Tu objetivo
Reescribe como lista numerada todas las líneas de los datos que aparecen a continuación, sin incluir las líneas en blanco.

Materiales proporcionados
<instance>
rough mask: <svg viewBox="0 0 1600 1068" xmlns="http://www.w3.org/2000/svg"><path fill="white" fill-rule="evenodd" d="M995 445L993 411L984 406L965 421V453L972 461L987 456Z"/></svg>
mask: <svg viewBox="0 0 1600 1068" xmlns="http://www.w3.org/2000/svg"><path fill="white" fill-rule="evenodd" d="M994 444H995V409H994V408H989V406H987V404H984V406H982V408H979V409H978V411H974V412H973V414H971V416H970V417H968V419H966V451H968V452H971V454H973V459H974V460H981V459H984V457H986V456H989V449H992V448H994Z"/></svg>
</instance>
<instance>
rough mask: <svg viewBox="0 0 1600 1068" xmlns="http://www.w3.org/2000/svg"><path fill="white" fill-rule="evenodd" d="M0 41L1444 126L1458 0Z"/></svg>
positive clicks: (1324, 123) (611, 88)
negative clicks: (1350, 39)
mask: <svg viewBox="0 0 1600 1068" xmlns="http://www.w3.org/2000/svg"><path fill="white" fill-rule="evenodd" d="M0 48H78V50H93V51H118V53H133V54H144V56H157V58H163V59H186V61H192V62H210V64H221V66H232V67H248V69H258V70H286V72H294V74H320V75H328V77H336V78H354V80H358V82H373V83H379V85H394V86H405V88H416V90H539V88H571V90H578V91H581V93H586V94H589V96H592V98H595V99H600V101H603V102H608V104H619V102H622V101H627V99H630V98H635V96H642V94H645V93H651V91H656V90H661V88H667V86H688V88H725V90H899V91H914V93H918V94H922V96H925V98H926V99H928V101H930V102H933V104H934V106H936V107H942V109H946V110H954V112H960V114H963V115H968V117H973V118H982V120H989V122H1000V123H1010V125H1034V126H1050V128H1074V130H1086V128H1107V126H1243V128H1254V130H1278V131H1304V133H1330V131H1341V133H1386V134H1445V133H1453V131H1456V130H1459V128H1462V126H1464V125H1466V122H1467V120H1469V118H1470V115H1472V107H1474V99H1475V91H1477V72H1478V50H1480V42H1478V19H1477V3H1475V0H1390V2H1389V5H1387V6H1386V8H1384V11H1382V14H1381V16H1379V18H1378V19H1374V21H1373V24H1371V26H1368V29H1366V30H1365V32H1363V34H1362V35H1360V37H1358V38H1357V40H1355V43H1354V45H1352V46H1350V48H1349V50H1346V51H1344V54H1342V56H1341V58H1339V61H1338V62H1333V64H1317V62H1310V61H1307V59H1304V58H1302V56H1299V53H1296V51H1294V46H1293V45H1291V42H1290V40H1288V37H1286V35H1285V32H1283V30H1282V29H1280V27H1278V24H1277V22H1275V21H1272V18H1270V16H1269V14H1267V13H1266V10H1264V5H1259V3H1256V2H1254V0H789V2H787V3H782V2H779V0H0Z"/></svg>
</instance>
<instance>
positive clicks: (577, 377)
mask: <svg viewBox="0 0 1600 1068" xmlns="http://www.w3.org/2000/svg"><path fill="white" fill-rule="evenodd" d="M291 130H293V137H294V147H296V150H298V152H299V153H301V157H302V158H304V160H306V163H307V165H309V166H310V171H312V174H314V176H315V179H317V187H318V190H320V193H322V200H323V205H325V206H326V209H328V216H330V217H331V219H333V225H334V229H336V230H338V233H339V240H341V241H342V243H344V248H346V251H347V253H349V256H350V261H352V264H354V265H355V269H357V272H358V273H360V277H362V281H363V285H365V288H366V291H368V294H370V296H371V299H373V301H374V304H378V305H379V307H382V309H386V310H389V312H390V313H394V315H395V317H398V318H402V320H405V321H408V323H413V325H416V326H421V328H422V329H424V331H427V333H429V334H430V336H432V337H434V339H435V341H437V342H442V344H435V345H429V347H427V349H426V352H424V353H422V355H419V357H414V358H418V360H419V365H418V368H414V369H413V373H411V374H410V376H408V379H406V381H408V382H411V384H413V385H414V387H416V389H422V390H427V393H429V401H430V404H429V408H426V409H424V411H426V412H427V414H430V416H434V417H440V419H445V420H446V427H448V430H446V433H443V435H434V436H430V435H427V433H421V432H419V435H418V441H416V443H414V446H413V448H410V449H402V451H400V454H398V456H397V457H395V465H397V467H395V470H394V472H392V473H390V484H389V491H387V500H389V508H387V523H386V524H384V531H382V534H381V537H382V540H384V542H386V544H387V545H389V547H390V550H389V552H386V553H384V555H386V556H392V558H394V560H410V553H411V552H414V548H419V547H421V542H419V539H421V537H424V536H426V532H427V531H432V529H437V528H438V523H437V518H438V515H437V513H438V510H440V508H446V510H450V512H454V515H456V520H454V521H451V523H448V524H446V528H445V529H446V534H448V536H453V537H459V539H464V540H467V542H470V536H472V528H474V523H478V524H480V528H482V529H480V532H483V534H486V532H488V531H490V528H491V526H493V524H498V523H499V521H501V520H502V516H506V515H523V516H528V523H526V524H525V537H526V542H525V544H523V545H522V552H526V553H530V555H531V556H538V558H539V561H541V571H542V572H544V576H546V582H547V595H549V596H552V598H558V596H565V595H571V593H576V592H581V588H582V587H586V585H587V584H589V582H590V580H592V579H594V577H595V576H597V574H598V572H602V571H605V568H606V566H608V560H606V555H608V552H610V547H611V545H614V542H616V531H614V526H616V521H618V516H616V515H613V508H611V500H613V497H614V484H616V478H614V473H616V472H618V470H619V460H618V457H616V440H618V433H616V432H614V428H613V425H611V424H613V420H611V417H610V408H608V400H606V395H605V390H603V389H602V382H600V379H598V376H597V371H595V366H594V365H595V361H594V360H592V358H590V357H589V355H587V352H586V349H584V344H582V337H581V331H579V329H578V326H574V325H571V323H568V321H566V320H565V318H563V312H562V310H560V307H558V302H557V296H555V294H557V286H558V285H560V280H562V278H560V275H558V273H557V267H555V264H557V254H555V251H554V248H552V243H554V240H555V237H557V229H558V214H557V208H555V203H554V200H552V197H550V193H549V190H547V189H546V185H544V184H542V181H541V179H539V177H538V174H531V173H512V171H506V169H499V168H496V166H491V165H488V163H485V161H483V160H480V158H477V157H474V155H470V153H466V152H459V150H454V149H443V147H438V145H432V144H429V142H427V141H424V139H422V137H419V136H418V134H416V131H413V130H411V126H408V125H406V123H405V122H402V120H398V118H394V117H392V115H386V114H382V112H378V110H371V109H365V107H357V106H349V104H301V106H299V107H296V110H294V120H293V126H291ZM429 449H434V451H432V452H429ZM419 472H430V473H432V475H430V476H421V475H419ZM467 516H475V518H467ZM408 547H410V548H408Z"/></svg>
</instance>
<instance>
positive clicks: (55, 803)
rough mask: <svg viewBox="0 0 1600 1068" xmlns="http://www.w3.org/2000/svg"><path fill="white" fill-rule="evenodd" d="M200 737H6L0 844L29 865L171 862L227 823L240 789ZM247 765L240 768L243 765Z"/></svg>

Solución
1. <instance>
2. rough mask: <svg viewBox="0 0 1600 1068" xmlns="http://www.w3.org/2000/svg"><path fill="white" fill-rule="evenodd" d="M995 445L993 411L984 406L965 421V453L972 461L987 456Z"/></svg>
3. mask: <svg viewBox="0 0 1600 1068" xmlns="http://www.w3.org/2000/svg"><path fill="white" fill-rule="evenodd" d="M994 444H995V409H994V408H989V406H987V404H984V406H982V408H979V409H978V411H974V412H973V414H971V416H970V417H968V419H966V451H968V452H971V454H973V459H974V460H981V459H984V457H986V456H989V449H992V448H994Z"/></svg>
4. </instance>
5. <instance>
6. rough mask: <svg viewBox="0 0 1600 1068" xmlns="http://www.w3.org/2000/svg"><path fill="white" fill-rule="evenodd" d="M0 41L1444 126L1458 0Z"/></svg>
7. positive clicks: (1324, 123) (611, 88)
8. negative clicks: (1350, 39)
9. mask: <svg viewBox="0 0 1600 1068" xmlns="http://www.w3.org/2000/svg"><path fill="white" fill-rule="evenodd" d="M0 48H78V50H93V51H118V53H133V54H144V56H157V58H163V59H186V61H192V62H210V64H221V66H232V67H248V69H258V70H286V72H294V74H320V75H328V77H336V78H354V80H358V82H373V83H379V85H394V86H405V88H416V90H539V88H571V90H578V91H581V93H586V94H589V96H592V98H595V99H600V101H603V102H608V104H619V102H622V101H627V99H630V98H635V96H642V94H645V93H651V91H656V90H661V88H667V86H688V88H725V90H899V91H914V93H918V94H922V96H925V98H926V99H928V101H930V102H933V104H934V106H936V107H942V109H946V110H954V112H960V114H963V115H968V117H973V118H982V120H989V122H1000V123H1010V125H1034V126H1050V128H1074V130H1086V128H1107V126H1243V128H1254V130H1278V131H1304V133H1330V131H1341V133H1386V134H1445V133H1453V131H1456V130H1459V128H1462V126H1464V125H1466V122H1467V120H1469V118H1470V115H1472V107H1474V99H1475V91H1477V72H1478V50H1480V42H1478V19H1477V3H1475V0H1390V2H1389V5H1387V6H1386V8H1384V11H1382V14H1381V16H1379V18H1378V19H1374V21H1373V24H1371V26H1368V29H1366V30H1365V32H1363V34H1362V35H1360V37H1358V38H1357V40H1355V43H1354V45H1352V46H1350V48H1349V50H1346V51H1344V54H1342V56H1341V58H1339V61H1338V62H1333V64H1317V62H1310V61H1307V59H1304V58H1302V56H1299V53H1296V51H1294V46H1293V45H1291V42H1290V40H1288V37H1286V35H1285V32H1283V30H1282V29H1280V27H1278V24H1277V22H1275V21H1272V18H1270V16H1269V14H1267V13H1266V10H1264V5H1259V3H1256V2H1254V0H789V2H787V3H782V2H779V0H0Z"/></svg>
10. </instance>
11. <instance>
12. positive clicks: (577, 377)
13. mask: <svg viewBox="0 0 1600 1068" xmlns="http://www.w3.org/2000/svg"><path fill="white" fill-rule="evenodd" d="M291 130H293V137H294V147H296V150H298V152H299V153H301V157H302V158H304V160H306V163H307V165H309V166H310V171H312V174H314V176H315V179H317V187H318V190H320V193H322V200H323V205H325V206H326V209H328V216H330V217H331V219H333V225H334V229H336V230H338V233H339V240H341V241H342V243H344V248H346V251H347V253H349V256H350V261H352V264H354V265H355V269H357V272H358V273H360V277H362V281H363V285H365V288H366V291H368V294H370V296H371V299H373V301H374V304H378V305H379V307H382V309H386V310H389V312H390V313H394V315H395V317H398V318H402V320H405V321H408V323H413V325H416V326H421V328H422V329H424V331H427V333H429V334H430V336H432V337H434V339H435V341H437V342H442V344H435V345H429V347H427V349H426V352H424V353H422V355H419V357H414V358H418V360H419V365H418V368H414V369H413V373H411V374H410V376H408V379H406V381H408V382H411V384H413V385H414V387H416V389H422V390H427V393H429V401H430V404H429V408H426V409H424V411H426V412H427V414H430V416H434V417H440V419H445V420H446V427H448V430H446V433H443V435H434V436H430V435H427V433H421V432H419V435H418V441H416V443H414V446H413V448H410V449H402V451H400V454H398V456H397V457H395V465H397V467H395V470H394V472H392V473H390V484H389V491H387V500H389V508H387V523H386V524H384V531H382V534H381V537H382V540H384V542H386V544H387V545H389V547H390V550H389V552H386V553H384V555H386V556H392V558H394V560H410V553H411V552H414V548H419V547H421V542H419V539H421V537H424V536H426V532H427V531H432V529H437V528H438V523H437V518H438V515H437V513H438V510H440V508H446V510H450V512H454V515H456V520H454V521H451V523H448V524H446V528H445V529H446V534H448V536H453V537H459V539H464V540H467V542H470V536H472V528H474V523H478V524H480V528H482V529H480V532H483V534H486V532H488V531H490V528H491V526H493V524H498V523H499V521H501V520H502V516H506V515H523V516H528V523H526V524H525V537H526V542H525V544H523V545H522V552H526V553H530V555H531V556H538V558H539V561H541V571H542V572H544V576H546V582H547V595H549V596H552V598H558V596H565V595H571V593H576V592H581V588H582V587H586V585H587V584H589V582H590V580H592V579H594V577H595V576H597V574H598V572H602V571H605V568H606V566H608V560H606V555H608V552H610V547H611V545H614V542H616V531H614V526H616V521H618V516H616V515H613V508H611V500H613V497H614V484H616V478H614V473H616V472H618V470H619V460H618V457H616V440H618V433H616V432H614V428H613V425H611V424H613V420H611V417H610V408H608V400H606V395H605V390H603V389H602V382H600V379H598V376H597V371H595V366H594V365H595V361H594V360H592V358H590V357H589V355H587V352H586V349H584V344H582V337H581V331H579V329H578V326H574V325H571V323H568V321H566V320H565V318H563V312H562V310H560V307H558V302H557V296H555V294H557V286H558V285H560V280H562V278H560V275H558V273H557V267H555V264H557V254H555V251H554V248H552V243H554V240H555V237H557V229H558V214H557V208H555V203H554V200H552V197H550V193H549V190H547V189H546V185H544V184H542V181H541V179H539V177H538V174H531V173H512V171H506V169H499V168H496V166H491V165H488V163H485V161H483V160H480V158H477V157H474V155H470V153H466V152H459V150H454V149H443V147H438V145H432V144H429V142H427V141H424V139H422V137H419V136H418V134H416V131H413V130H411V126H408V125H406V123H405V122H402V120H398V118H394V117H392V115H386V114H382V112H378V110H371V109H365V107H357V106H349V104H301V106H299V107H296V110H294V120H293V126H291ZM429 449H434V451H432V452H429ZM419 472H430V473H432V475H430V476H421V475H419ZM467 516H475V518H467ZM408 547H410V548H408Z"/></svg>
14. </instance>
15. <instance>
16. positive clicks: (55, 803)
17. rough mask: <svg viewBox="0 0 1600 1068" xmlns="http://www.w3.org/2000/svg"><path fill="white" fill-rule="evenodd" d="M200 737H6L0 844L29 865L171 862L227 823L240 789ZM247 765L240 768L243 765Z"/></svg>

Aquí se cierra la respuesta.